Object position labeling entries:
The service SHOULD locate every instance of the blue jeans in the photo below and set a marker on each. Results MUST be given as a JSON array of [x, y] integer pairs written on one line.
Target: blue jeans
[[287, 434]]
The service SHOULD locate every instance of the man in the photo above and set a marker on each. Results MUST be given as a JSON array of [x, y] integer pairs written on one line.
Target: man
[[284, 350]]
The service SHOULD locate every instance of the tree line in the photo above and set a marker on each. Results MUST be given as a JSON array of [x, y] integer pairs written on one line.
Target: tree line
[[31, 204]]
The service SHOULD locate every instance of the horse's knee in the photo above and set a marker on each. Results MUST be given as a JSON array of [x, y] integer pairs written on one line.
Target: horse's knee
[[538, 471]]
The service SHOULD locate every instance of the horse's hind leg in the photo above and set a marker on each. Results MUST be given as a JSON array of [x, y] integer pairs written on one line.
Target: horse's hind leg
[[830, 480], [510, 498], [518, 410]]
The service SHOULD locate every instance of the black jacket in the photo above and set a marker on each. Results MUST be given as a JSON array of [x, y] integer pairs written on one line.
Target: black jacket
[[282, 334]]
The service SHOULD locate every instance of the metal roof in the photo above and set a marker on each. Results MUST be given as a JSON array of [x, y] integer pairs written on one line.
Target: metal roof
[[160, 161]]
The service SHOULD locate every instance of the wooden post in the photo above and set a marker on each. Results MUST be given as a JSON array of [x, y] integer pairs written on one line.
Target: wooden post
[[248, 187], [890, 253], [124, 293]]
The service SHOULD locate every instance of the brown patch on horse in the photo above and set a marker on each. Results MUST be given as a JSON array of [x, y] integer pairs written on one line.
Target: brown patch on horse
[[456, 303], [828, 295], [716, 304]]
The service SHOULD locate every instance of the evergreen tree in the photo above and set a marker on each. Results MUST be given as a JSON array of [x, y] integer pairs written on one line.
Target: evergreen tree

__Task requirements__
Reproduce all of the data above word for word, with no changes.

__Answer for this exercise__
The service SHOULD locate every instance of the blue jeans in the photo below and set a marker on each. Results MUST be given as a JSON array of [x, y] integer pairs written on one line.
Target: blue jeans
[[287, 434]]
The service SHOULD locate every instance of the man in the photo above and set a marker on each. Results MUST be given as a JSON array of [x, y] integer pairs written on one line.
Target: man
[[284, 350]]
The service SHOULD locate every instance of the tree line in the photo above and set a marker on each. Results MUST be given as a JSON array of [x, y] integer pairs written on one line.
Target: tree line
[[31, 204]]
The service SHOULD locate every instance of the horse's knee in the photo above and set a marker on each. Results MUST be given as a JSON array of [x, y] integer pairs written on one line.
Target: horse's knee
[[538, 471]]
The service SHOULD locate every instance of the horse's hind leg in the photo above and set a marker on each. Results MUST be given as a JSON array of [x, y] integer pairs written on one line.
Target: horse's hind leg
[[830, 480], [510, 498], [518, 410]]
The service SHOULD locate every instance of the black jacket in the photo above and set a marker on each. Results MUST be given as a JSON array of [x, y] integer pairs written on one line.
Target: black jacket
[[282, 334]]
The service SHOULD locate every instance of the metal roof in the photo above and set a marker on each. Results MUST be given as a JSON array of [x, y] integer pairs written on one line.
Target: metal roof
[[160, 161]]
The service SHOULD locate every instance of the wooden post in the photo above and set a marker on each. Results MUST be given as a JSON array of [x, y] integer pairs written on one line.
Target: wooden post
[[248, 187], [890, 253], [124, 293]]
The service SHOULD locate every instance of the brown patch on horse in the photo above and set a marker on each. Results MUST be given as a JSON array of [x, y] integer pairs written on one line.
Target: brown patch on horse
[[456, 303], [828, 295], [716, 304]]
The service SHOULD locate every instance of the evergreen tree in the photo above and set a marker on each. Results MUST be given as a JSON array of [x, y] integer pairs written on one line.
Target: evergreen tree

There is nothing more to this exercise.